◆ **Location identification entries**

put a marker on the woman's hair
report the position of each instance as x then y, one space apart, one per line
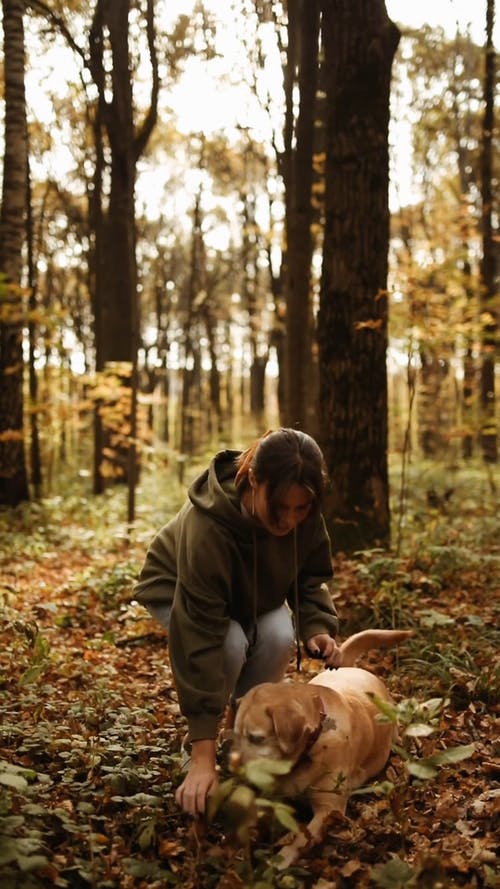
283 458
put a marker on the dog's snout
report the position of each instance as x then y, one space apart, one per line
235 759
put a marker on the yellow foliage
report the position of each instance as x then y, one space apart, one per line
12 435
371 324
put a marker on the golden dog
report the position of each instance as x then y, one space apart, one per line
327 728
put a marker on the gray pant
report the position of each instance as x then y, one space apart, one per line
246 665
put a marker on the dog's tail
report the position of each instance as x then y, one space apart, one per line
360 643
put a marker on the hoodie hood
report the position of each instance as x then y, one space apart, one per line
213 492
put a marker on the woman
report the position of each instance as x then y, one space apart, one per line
237 577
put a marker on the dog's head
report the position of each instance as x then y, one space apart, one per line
276 721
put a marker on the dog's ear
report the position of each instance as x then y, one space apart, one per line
296 723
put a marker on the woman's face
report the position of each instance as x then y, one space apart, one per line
293 505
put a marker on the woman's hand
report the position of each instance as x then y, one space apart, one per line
201 780
325 646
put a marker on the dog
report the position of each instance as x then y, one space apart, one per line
327 728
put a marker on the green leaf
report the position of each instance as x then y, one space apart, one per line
420 730
284 814
381 788
15 781
28 863
431 618
262 772
386 708
453 754
421 768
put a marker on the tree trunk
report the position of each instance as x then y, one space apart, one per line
488 262
303 27
360 42
13 475
115 303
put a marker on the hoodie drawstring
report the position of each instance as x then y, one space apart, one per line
254 579
296 598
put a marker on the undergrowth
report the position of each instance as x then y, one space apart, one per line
90 729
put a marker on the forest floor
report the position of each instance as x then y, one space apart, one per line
90 731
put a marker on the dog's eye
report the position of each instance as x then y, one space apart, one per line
256 738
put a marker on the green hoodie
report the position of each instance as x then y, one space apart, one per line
213 563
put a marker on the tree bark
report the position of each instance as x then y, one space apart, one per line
303 28
13 475
360 42
488 262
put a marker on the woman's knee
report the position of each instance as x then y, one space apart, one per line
275 629
235 654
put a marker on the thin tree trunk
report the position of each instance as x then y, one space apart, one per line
13 475
360 42
488 263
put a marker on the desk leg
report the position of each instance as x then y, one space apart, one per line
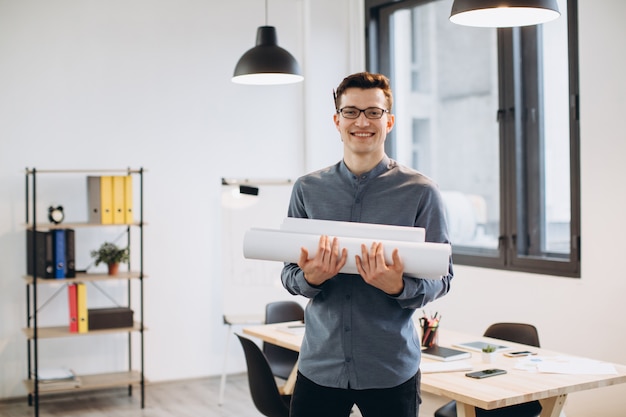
552 407
287 389
465 410
220 401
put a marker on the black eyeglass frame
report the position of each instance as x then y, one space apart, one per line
340 111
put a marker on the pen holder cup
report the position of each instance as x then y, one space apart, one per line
430 336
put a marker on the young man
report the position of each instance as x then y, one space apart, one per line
361 346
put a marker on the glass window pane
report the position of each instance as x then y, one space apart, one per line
557 134
445 80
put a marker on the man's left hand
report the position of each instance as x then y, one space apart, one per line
375 271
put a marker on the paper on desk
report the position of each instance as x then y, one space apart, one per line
452 366
565 365
421 259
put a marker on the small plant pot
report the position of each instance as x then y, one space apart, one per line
488 357
114 269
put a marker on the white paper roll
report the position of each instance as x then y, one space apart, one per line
353 229
421 259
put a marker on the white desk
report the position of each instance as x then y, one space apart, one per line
517 386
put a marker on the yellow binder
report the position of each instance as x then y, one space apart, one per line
81 303
106 199
118 199
128 199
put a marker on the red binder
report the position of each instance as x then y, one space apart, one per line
73 305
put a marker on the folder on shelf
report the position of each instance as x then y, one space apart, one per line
81 304
128 199
73 307
41 261
117 201
58 252
106 199
94 206
70 256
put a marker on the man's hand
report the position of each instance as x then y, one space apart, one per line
375 271
326 263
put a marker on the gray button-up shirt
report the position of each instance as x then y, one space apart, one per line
356 335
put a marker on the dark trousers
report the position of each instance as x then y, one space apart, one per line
310 399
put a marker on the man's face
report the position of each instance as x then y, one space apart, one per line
363 136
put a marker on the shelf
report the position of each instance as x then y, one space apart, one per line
78 225
86 171
82 277
64 331
44 251
87 382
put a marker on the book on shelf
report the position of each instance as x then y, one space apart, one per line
72 296
110 199
55 257
58 378
81 305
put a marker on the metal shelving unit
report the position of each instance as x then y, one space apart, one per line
134 375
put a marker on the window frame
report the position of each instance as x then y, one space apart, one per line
514 164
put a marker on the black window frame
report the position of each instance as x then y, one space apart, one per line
520 158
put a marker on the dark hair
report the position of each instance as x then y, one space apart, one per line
364 80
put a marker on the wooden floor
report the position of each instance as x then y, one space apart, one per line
189 398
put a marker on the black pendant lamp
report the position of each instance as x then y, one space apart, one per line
503 13
267 63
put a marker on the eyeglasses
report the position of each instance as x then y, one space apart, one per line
354 113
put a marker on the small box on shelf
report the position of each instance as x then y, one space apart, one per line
109 318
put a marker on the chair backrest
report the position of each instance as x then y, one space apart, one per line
263 388
281 360
279 311
526 334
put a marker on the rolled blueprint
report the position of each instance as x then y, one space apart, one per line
421 259
353 229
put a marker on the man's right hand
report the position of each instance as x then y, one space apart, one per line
326 263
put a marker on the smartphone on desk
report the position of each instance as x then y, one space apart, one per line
485 373
519 353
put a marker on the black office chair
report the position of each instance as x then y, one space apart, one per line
281 360
513 332
265 393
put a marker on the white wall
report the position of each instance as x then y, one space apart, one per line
115 84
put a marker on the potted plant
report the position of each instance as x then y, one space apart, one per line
111 255
489 354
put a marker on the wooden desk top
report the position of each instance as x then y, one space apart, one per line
517 386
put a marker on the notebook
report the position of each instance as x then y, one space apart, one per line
478 346
445 354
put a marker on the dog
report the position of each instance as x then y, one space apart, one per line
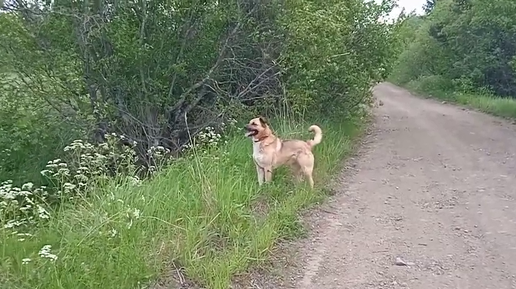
270 152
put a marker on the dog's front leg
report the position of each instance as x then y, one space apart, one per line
261 174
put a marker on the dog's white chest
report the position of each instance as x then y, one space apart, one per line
258 155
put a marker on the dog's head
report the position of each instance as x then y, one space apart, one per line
256 127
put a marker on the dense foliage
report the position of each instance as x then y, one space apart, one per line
158 72
469 45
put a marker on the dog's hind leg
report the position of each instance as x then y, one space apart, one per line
260 172
268 174
296 172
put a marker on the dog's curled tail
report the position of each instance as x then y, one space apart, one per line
317 137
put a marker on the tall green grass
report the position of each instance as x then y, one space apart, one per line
436 87
204 213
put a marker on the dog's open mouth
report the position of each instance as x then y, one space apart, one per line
251 132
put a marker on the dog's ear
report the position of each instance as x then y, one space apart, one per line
263 121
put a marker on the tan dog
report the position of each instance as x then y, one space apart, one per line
270 152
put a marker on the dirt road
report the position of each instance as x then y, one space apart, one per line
434 188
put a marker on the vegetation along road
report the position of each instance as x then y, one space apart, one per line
427 203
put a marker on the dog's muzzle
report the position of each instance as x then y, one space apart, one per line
250 131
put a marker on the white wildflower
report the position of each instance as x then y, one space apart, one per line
45 252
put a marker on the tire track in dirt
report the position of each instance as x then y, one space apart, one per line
434 186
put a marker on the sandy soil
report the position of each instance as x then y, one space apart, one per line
429 202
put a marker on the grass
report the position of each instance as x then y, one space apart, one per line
485 102
204 213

◆ **Set problem**
All the lines above are to be reproduced exactly, except the pictures.

◆ **Full output**
put a marker on the woman's hair
report the position of each instance as x then y, one space apart, one per line
283 458
put a marker on the dog's snout
report the position of each instance as x then y, one space apart, one per line
235 759
put a marker on the yellow foliage
report the position of each instance as x then y, one space apart, one per line
12 435
371 324
put a marker on the golden dog
report the position of each instance as x then y, one space apart, one per line
327 728
put a marker on the gray pant
report the position of each instance as x then y, one space apart, one per line
246 665
put a marker on the dog's tail
report the position of each instance as x then y, one space apart, one per line
360 643
put a marker on the hoodie hood
report the position of each instance as x then y, one space apart, one per line
213 492
put a marker on the woman
report the position of each instance as x then y, one space apart, one per line
237 577
put a marker on the dog's head
report the position of each instance as x then y, one space apart, one per line
276 721
put a marker on the dog's ear
report the position of each instance as x then y, one space apart, one per line
296 723
put a marker on the woman's face
report the position of each instance as x then y, one space apart, one per line
293 505
put a marker on the woman's hand
report the position of each instance as x then y, one space apart, one per line
201 780
325 646
put a marker on the dog
report the position of each instance as x then y, one space apart, one per line
327 728
put a marker on the green leaf
report the position of each instance as x then y, one space apart, one per line
420 730
284 814
381 788
15 781
28 863
431 618
262 772
386 708
453 754
421 768
put a marker on the tree trunk
report the position of each instance as x then y, one space apart, one per line
488 262
303 27
360 42
13 475
115 303
put a marker on the hoodie drawstring
report the position of each instance as x then y, one space apart, one per line
254 579
296 598
put a marker on the undergrowth
report the position of each instance as x then y, one space apart, one per line
90 729
put a marker on the forest floor
report the position of each instance as x then y, one space apart, one per line
90 731
put a marker on the dog's eye
report the position of each instance as x then y, one space apart, one per line
256 738
put a marker on the green hoodie
report the position of each instance as x then y, one space apart, one per line
213 563
put a marker on the tree bark
report the position of each instance as x then y, one space apart, one per line
303 28
13 475
360 42
488 262
put a marker on the woman's knee
report the position of each instance as x then y, one space apart, one per line
275 629
235 654
put a marker on the thin tree trunk
report the position of each instance as x then y, one space apart, one per line
13 475
360 42
488 263
put a marker on the desk leg
report the position of each instance as x then y, one space apart, one per line
552 407
287 389
465 410
220 401
put a marker on the black eyeglass frame
report the position of each instance as x then y, one space apart, one per line
340 111
put a marker on the pen holder cup
report the position of each instance as x then y, one space apart, one per line
430 336
put a marker on the young man
report the position of each instance as x then y, one space apart, one per line
361 346
put a marker on the glass window pane
report the position of each instance as x then y, one space apart, one per line
557 134
445 80
put a marker on the man's left hand
report the position of each instance as x then y, one space apart, one per line
375 271
put a marker on the paper on desk
report the position of each instance as x then y, one space apart, one per line
452 366
565 365
421 259
put a marker on the small plant pot
report the position of each instance as x then y, one space apart, one per line
488 357
114 269
put a marker on the white paper roll
report the position of each instance as x then y, one space apart, one per line
353 229
421 259
put a marker on the white desk
report the position of each instance as x then y, one space apart, one per line
517 386
put a marker on the yellow binder
report the position of each instance as x then y, one space apart, one per line
81 303
106 199
118 199
128 199
put a marker on the red binder
report the position of each instance as x then y, one space apart, one per line
73 305
put a marker on the folder on shelf
report the position of each instance as x then y, one space apart, one per line
81 304
128 199
73 307
41 261
117 201
58 252
106 199
94 206
70 256
put a marker on the man's hand
report the position of each instance as x then y, one space apart, one per line
375 271
326 263
put a marker on the gray button-up shirt
report the position of each instance as x then y, one space apart, one per line
356 335
put a marker on the dark trousers
report the position of each instance as x then y, one space apart, one per line
310 399
put a marker on the man's face
report the position of each instance as x then y, one space apart, one per line
363 136
put a marker on the shelf
report the position of each instance as x then y, one space apart, one per line
78 225
86 171
82 277
64 331
44 251
87 382
put a marker on the book on shelf
report the position of each instance as x then y, one space apart, one per line
72 296
110 199
55 257
58 378
81 305
put a marker on the metal shelving unit
report the position of each instance as x then y, one space apart, one per line
134 375
put a marker on the window frame
report the position of each instance as x then y, one space apart, one per line
514 164
put a marker on the black window frame
report the position of each instance as x then y, one space apart, one per line
520 158
put a marker on the dark hair
report the position of each instance as x then y, one space apart, one per line
364 80
put a marker on the wooden floor
report the position of each instance as x then y, one space apart, one per line
189 398
put a marker on the black pendant lamp
report the position of each instance as x then y, one space apart, one per line
503 13
267 63
put a marker on the eyeglasses
report the position of each instance as x then y, one space apart, one per line
354 113
put a marker on the small box on shelf
report the position of each instance as x then y, one space apart, one per line
109 318
put a marker on the chair backrest
report the position of each instance as x then y, one space apart, one per line
263 388
281 360
279 311
526 334
put a marker on the rolled blueprint
report the position of each instance as x then y, one space apart, one per line
421 259
353 229
put a marker on the man's right hand
report the position of each instance as x then y, one space apart, one per line
326 263
put a marker on the smartphone on desk
report the position of each instance as x then y, one space apart, one per line
485 373
519 353
put a marker on the black office chair
report the position of each instance as x then y, one space apart, one per line
281 360
513 332
265 393
put a marker on the white wall
report the position of each instance as x then y, one space apart, one per line
115 84
put a marker on the potted plant
report the position of each instance as x then y, one space apart, one per line
111 255
489 354
put a marker on the wooden desk top
report the position of each instance as x then y, one space apart, one per line
517 386
put a marker on the notebook
report the position of each instance as x then y, one space apart, one per line
478 346
445 354
put a marker on the dog
report the position of each instance as x then y, one space apart, one per line
270 152
put a marker on the dog's front leg
report the position of each instance as x then y, one space apart, one per line
261 174
put a marker on the dog's white chest
report the position of each instance as x then y, one space apart, one per line
258 155
put a marker on the dog's head
report the position of each instance as x then y, one space apart, one per line
256 127
put a marker on the dense foliage
report the position of each instance as x then y, one space apart, one per line
158 72
469 45
put a marker on the dog's hind leg
report the position of each instance as x then y, one space apart, one per line
260 172
268 174
296 172
put a marker on the dog's curled tail
report the position of each instance as x then y, one space apart, one per line
317 137
put a marker on the tall green grass
report the position of each instance as x then y, one space apart, one per line
436 87
204 213
put a marker on the dog's open mouth
report the position of each instance as x then y, one space apart, one per line
251 132
put a marker on the dog's ear
report the position of each instance as x then y, one space apart, one per line
263 121
put a marker on the tan dog
report the position of each instance as x then y, one space apart, one per line
270 152
put a marker on the dirt road
report the position of each instance as x then y, one space apart, one per line
434 188
put a marker on the vegetation along road
report the position of each instance as x then y, one space apart, one per line
427 203
put a marker on the dog's muzzle
report the position of each instance as x then y, one space apart, one per line
250 131
put a marker on the white wildflower
report the position of each instance as x then y, one space apart, one per line
45 252
put a marker on the tire track in dirt
report the position of each instance as x then y, one space apart, one per line
434 186
put a marker on the sandy soil
report the position of each instance as x then y, one space apart, one per line
429 202
put a marker on the grass
report the position of each instance as x then y, one space apart, one per line
485 102
204 213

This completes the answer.